* [What to produce]
Write out all the entries word for word, but skip any images.
### The records
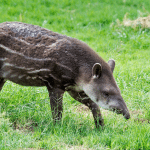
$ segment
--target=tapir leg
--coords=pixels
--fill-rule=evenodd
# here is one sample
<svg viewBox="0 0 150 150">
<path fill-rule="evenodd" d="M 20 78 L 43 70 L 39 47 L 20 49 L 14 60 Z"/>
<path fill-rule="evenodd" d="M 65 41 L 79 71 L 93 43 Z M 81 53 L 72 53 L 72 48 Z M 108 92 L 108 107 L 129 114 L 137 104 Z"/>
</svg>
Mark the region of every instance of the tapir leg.
<svg viewBox="0 0 150 150">
<path fill-rule="evenodd" d="M 4 78 L 0 78 L 0 91 L 2 90 L 4 83 L 5 83 Z"/>
<path fill-rule="evenodd" d="M 75 91 L 68 91 L 68 93 L 77 101 L 79 101 L 82 104 L 85 104 L 89 107 L 89 109 L 92 111 L 95 125 L 98 128 L 99 126 L 103 126 L 103 118 L 101 116 L 100 108 L 99 106 L 94 103 L 84 92 L 77 93 Z"/>
<path fill-rule="evenodd" d="M 50 105 L 52 110 L 52 116 L 54 119 L 54 123 L 56 121 L 61 120 L 62 112 L 63 112 L 63 94 L 64 91 L 58 88 L 51 89 L 47 86 L 49 97 L 50 97 Z"/>
</svg>

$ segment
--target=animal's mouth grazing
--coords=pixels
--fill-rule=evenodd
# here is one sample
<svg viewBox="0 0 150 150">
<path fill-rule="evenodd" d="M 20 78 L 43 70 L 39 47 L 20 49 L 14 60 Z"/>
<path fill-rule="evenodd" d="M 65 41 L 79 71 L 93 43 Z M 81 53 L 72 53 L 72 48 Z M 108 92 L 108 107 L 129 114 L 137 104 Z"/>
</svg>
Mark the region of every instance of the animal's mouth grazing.
<svg viewBox="0 0 150 150">
<path fill-rule="evenodd" d="M 124 117 L 126 118 L 126 119 L 129 119 L 130 118 L 130 114 L 129 114 L 129 112 L 127 111 L 125 114 L 123 114 L 124 115 Z"/>
<path fill-rule="evenodd" d="M 123 110 L 123 109 L 118 109 L 118 108 L 111 108 L 110 110 L 112 110 L 113 112 L 115 112 L 117 114 L 123 114 L 123 116 L 126 119 L 130 118 L 130 113 L 128 112 L 128 110 Z"/>
</svg>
######
* [Your response]
$ segment
--target=tapir leg
--coords=pixels
--fill-rule=evenodd
# here is one sample
<svg viewBox="0 0 150 150">
<path fill-rule="evenodd" d="M 20 78 L 43 70 L 39 47 L 20 49 L 14 60 Z"/>
<path fill-rule="evenodd" d="M 65 41 L 79 71 L 93 43 Z M 81 53 L 72 53 L 72 48 Z M 108 92 L 108 107 L 129 114 L 137 104 Z"/>
</svg>
Mark the region of every instance of the tapir leg.
<svg viewBox="0 0 150 150">
<path fill-rule="evenodd" d="M 4 78 L 0 78 L 0 91 L 2 90 L 4 83 L 5 83 Z"/>
<path fill-rule="evenodd" d="M 75 91 L 68 91 L 68 93 L 77 101 L 79 101 L 82 104 L 85 104 L 89 107 L 89 109 L 92 111 L 95 125 L 98 128 L 99 126 L 103 126 L 103 118 L 101 116 L 100 108 L 99 106 L 94 103 L 84 92 L 77 93 Z"/>
<path fill-rule="evenodd" d="M 50 105 L 52 110 L 52 116 L 54 119 L 54 123 L 56 121 L 61 120 L 62 112 L 63 112 L 63 94 L 64 91 L 58 88 L 51 89 L 47 86 L 49 97 L 50 97 Z"/>
</svg>

$ segment
--target=animal's mouth grazing
--coords=pixels
--fill-rule=evenodd
# here is one sample
<svg viewBox="0 0 150 150">
<path fill-rule="evenodd" d="M 20 78 L 43 70 L 39 47 L 20 49 L 14 60 Z"/>
<path fill-rule="evenodd" d="M 65 41 L 79 71 L 93 43 Z M 81 53 L 72 53 L 72 48 Z M 108 92 L 108 107 L 129 114 L 137 104 Z"/>
</svg>
Mark the region of every instance of the animal's mouth grazing.
<svg viewBox="0 0 150 150">
<path fill-rule="evenodd" d="M 124 117 L 126 118 L 126 119 L 129 119 L 130 118 L 130 114 L 129 114 L 129 112 L 127 111 L 125 114 L 123 114 L 124 115 Z"/>
<path fill-rule="evenodd" d="M 123 110 L 123 109 L 118 109 L 118 108 L 111 108 L 110 110 L 112 110 L 113 112 L 115 112 L 117 114 L 123 114 L 123 116 L 126 119 L 130 118 L 130 113 L 128 112 L 128 110 Z"/>
</svg>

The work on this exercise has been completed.